Excerpts from a point labeling dataset:
◇ ◇ ◇ ◇ ◇ ◇ ◇

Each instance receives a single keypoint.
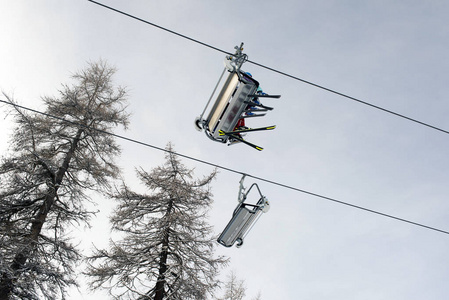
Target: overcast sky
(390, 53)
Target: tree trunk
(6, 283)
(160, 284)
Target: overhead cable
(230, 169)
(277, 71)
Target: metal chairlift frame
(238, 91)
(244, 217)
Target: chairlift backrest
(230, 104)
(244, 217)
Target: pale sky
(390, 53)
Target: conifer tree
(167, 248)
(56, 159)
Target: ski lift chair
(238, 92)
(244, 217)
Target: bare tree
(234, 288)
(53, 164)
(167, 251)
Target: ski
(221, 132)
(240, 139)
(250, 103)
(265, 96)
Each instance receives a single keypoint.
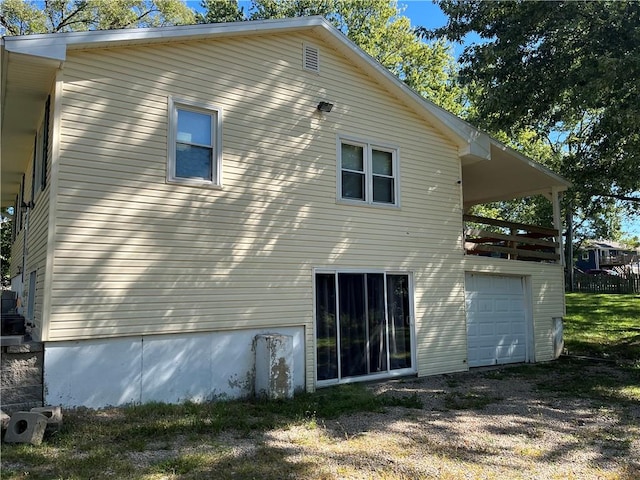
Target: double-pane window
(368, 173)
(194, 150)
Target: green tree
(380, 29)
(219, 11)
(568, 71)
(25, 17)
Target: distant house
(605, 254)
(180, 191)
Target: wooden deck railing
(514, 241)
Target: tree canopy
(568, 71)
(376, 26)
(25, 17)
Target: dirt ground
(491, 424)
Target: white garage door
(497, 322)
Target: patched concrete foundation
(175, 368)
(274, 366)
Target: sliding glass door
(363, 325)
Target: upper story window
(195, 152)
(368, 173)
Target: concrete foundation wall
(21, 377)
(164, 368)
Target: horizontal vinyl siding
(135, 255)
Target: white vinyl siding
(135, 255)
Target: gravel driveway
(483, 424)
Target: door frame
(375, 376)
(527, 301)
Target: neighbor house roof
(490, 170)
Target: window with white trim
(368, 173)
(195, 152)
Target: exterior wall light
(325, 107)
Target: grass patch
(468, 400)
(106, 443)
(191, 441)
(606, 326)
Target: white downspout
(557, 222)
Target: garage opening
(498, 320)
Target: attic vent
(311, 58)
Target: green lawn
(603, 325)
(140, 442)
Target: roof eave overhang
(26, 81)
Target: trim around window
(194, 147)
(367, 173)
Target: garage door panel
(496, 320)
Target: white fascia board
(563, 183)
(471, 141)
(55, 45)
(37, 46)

◇ ◇ ◇ ◇ ◇ ◇ ◇

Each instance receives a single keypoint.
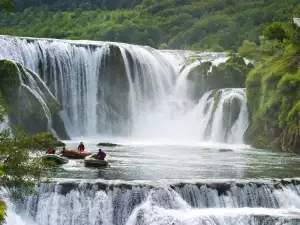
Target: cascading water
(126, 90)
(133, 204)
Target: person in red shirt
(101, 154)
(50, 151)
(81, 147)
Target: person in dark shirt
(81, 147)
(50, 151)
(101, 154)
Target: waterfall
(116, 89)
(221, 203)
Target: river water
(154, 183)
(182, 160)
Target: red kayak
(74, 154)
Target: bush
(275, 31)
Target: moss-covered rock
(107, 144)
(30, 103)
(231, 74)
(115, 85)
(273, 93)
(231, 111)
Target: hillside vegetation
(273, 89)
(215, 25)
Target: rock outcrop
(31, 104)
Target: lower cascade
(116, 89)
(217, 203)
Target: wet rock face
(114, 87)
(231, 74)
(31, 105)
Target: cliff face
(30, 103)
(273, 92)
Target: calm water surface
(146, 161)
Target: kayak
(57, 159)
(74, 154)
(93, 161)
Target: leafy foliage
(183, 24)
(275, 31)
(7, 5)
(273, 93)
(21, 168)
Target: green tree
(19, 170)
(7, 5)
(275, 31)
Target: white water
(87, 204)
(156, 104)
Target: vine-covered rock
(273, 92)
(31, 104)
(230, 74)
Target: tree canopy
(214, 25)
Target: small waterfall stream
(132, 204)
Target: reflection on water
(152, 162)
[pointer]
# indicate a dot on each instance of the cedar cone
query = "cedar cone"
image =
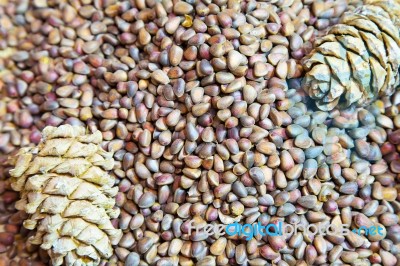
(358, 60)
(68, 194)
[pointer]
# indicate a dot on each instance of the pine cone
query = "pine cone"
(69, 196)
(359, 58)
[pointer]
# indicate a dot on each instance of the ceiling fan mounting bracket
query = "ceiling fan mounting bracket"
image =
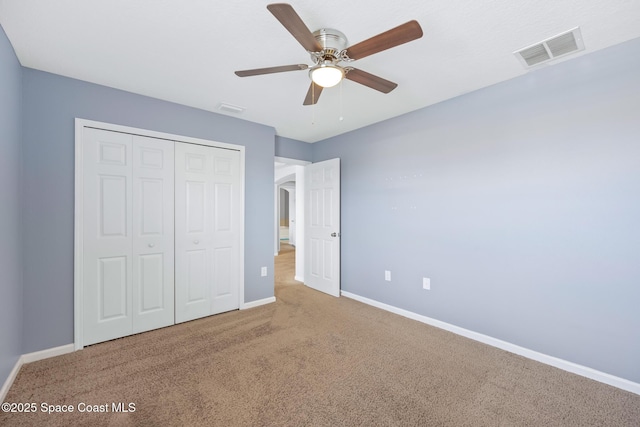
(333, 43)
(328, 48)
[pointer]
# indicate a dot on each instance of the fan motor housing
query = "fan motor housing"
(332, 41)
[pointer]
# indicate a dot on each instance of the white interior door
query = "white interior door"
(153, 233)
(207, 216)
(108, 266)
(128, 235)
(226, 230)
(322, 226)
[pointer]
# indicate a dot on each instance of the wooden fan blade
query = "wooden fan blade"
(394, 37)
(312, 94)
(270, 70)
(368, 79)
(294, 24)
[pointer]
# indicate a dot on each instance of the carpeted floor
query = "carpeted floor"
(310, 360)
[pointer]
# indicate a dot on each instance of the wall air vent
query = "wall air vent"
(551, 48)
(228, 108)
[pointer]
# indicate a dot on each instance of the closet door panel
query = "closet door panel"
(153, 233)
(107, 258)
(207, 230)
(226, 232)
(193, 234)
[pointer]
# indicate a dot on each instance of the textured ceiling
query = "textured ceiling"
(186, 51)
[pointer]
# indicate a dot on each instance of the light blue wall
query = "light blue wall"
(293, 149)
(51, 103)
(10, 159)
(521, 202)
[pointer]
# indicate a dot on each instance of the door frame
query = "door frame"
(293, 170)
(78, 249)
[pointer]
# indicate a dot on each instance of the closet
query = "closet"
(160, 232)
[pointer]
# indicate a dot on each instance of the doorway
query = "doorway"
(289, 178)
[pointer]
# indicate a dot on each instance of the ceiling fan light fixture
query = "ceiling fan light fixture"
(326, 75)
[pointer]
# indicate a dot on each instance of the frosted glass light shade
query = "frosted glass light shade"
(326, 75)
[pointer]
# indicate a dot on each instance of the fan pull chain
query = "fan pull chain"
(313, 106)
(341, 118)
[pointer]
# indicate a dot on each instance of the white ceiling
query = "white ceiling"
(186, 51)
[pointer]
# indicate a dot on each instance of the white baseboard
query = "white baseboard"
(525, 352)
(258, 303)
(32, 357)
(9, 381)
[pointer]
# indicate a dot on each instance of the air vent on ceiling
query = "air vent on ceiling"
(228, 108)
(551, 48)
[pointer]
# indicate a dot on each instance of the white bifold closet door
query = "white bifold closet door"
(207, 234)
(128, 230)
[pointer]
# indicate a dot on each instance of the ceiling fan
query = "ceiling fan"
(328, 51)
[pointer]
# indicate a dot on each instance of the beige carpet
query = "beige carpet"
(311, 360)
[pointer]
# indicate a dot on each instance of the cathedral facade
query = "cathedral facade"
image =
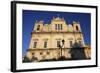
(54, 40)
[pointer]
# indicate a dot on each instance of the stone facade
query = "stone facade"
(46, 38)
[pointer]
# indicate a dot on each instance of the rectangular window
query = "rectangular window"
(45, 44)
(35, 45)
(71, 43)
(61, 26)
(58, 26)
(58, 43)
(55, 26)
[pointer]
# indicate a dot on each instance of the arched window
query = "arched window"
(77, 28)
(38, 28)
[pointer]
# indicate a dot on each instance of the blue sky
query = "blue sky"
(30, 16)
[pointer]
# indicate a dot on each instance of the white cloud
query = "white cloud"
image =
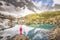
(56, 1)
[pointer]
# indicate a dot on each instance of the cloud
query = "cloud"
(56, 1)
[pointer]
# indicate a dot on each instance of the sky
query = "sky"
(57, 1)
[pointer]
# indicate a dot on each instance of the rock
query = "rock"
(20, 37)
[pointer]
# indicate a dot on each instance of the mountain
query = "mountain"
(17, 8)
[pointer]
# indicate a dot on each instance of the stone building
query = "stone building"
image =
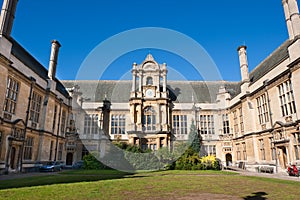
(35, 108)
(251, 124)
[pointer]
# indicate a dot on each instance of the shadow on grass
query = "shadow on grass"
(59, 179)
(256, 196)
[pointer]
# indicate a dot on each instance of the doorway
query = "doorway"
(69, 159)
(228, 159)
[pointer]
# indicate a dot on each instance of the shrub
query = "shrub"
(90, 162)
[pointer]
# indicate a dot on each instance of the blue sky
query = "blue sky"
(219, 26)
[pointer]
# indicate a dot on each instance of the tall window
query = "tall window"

◇ ◇ ◇ ◇ ◇ ◇ ◇

EXERCISE DETAILS:
Show every line of the data above that contains the string "roof", copying each line in full. Matches are case-sensitive.

FINISHED TASK:
Target: neighbor house roof
Target: roof eave overhang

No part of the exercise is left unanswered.